## Excerpt provided
-*-

Researchers from Northwestern University's Feinberg School of Medicine in Chicago gave handheld personal digital assistants to 204 adults at risk of developing multiple chronic diseases due to lifestyle and diet.

They also offered cash payments of as much as $175 for study participants to meet and then maintain goals for physical activity, eating fruits and vegetables and limiting intake of saturated fat over a three-week period. Additional money was available for uploading data during a five-month follow-up phase, and the monthly payouts increased the longer people continued to report data, according to an article in the May 28 issue of the Archives of Internal Medicine.

For the study, subjects were given PDAs to record and monitor their food and activity choices, as well as to receive coaching from health professionals. The participants also could use the devices to look up the impact each choice might have on their risk of developing cardiovascular disease, cancer, diabetes or other serious health conditions. To keep people honest, the researchers asked subjects to submit grocery receipts, data from accelerometers and urine samples, though those measures were not included in the study.

An impressive 98 percent of study subjects completed the entire study, and the results were encouraging, the researchers report. The mean number of servings of produce jumped from 1.2 per day at the start of the test period to 5.5 three weeks later, though the level fell back to 2.9 per day by the end of the follow-up. Calories from saturated fat dropped from a mean level of 12 percent to 9.4 percent during the test, then settled at 9.9 percent after five months.

-*-

## Region pointing data
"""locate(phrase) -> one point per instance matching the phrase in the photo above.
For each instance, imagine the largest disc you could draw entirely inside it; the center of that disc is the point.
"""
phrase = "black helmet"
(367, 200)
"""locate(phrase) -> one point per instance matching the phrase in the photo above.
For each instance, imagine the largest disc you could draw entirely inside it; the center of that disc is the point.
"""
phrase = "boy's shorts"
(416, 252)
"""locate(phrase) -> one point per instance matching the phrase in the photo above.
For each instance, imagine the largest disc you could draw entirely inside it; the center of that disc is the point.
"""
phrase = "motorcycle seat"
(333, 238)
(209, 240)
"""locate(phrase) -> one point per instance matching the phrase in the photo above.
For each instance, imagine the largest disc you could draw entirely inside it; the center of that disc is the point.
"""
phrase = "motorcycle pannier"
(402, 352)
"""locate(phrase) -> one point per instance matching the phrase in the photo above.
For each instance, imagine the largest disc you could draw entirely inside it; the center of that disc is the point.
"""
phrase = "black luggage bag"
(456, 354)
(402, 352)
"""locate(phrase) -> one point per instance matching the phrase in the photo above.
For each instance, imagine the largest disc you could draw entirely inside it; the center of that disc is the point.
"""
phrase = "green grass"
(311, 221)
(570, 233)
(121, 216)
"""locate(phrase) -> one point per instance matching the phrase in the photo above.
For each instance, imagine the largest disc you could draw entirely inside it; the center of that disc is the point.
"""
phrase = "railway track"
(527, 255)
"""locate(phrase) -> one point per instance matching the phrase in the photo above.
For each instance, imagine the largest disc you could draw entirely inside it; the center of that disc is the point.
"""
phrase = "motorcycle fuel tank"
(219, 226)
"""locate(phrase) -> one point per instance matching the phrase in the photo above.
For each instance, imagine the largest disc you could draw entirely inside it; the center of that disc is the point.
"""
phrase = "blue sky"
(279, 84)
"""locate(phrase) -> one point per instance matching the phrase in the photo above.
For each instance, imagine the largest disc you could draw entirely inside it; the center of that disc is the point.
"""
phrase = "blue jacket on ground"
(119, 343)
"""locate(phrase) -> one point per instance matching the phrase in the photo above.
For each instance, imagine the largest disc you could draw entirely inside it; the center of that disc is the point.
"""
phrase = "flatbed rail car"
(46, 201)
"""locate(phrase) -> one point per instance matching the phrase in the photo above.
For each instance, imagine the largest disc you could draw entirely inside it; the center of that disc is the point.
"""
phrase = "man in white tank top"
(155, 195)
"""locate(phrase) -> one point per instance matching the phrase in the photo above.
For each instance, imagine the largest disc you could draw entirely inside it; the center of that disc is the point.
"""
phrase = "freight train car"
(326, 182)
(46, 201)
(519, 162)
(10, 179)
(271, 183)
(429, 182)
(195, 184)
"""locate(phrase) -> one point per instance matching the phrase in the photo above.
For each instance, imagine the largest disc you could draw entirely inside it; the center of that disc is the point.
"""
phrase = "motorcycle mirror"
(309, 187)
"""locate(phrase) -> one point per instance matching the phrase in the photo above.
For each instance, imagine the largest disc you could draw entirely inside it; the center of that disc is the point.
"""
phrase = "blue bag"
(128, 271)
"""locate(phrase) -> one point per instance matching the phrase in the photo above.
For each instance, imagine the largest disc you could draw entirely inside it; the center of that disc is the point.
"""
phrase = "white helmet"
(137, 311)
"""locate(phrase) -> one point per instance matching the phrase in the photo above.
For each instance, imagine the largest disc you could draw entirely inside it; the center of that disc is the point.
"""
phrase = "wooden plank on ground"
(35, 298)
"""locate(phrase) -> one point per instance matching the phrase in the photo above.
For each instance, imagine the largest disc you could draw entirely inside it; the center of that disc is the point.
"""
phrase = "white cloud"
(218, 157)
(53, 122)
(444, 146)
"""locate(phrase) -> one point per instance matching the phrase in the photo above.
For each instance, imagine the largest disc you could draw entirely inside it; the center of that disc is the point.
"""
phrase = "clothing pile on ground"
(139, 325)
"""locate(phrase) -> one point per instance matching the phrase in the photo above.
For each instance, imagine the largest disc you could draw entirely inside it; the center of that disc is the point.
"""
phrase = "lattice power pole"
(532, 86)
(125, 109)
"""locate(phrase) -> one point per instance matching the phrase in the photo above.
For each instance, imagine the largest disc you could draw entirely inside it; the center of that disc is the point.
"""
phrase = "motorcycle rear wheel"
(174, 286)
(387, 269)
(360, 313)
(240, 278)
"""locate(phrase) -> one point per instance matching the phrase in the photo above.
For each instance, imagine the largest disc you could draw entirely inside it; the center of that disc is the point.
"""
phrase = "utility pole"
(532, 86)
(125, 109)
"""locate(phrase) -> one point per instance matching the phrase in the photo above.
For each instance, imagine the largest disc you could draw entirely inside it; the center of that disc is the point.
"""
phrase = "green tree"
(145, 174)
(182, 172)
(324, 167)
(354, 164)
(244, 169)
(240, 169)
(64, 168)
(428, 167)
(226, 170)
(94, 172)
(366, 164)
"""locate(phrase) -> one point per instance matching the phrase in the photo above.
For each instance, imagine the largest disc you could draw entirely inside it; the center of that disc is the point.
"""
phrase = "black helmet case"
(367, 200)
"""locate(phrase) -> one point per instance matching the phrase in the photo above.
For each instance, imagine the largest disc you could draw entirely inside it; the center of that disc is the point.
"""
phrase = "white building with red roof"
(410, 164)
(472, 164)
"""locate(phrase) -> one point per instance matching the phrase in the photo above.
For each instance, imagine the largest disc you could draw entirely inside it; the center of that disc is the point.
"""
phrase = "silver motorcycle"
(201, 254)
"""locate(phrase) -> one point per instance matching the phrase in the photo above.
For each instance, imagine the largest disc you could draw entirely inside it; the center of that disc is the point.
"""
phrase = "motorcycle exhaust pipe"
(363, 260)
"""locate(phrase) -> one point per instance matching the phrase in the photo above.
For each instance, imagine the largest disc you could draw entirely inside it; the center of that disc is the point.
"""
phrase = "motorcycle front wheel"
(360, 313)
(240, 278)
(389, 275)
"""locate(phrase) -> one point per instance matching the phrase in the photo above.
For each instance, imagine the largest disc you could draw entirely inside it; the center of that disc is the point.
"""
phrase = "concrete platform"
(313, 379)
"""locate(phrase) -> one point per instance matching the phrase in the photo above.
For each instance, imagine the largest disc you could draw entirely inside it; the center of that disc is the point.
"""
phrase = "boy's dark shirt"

-*-

Continue the article about the Northwestern study that paired PDAs with cash incentives for healthier habits, picking up after its final sentence.

## Answer space
Participants also cut the number of daily minutes of sedentary leisure—such as watching TV or playing computer games—from 219.2 to 89.3 in the three weeks. After the follow-up, the mean number of minutes was just 125.7. "Although they were neither asked nor reinforced to maintain eating or activity improvements, 86.5 percent of the 185 participants from whom exit interviews were obtained said they 'definitely' or 'somewhat' tried to maintain gains," the report says.

"This study demonstrates the feasibility of changing multiple unhealthy diet and activity behaviors simultaneously, efficiently, and with minimal face-to-face contact by using mobile technology, remote coaching, and incentives," according to the Northwestern team. However, they recognized some shortcomings of the study. For one thing, nearly three-quarters of participants were women, so it is unclear if men would be as compliant.

"Also, the amount of the financial incentive was larger than would be feasible for some settings. It remains to be determined whether such rapid and full acquisition of behavior change targets would occur with smaller incentives," they say.

A story in the Times of Northwest Indiana (Munster, Ind.) says that the Feinberg School is getting ready to conduct follow-up research using Android smartphones.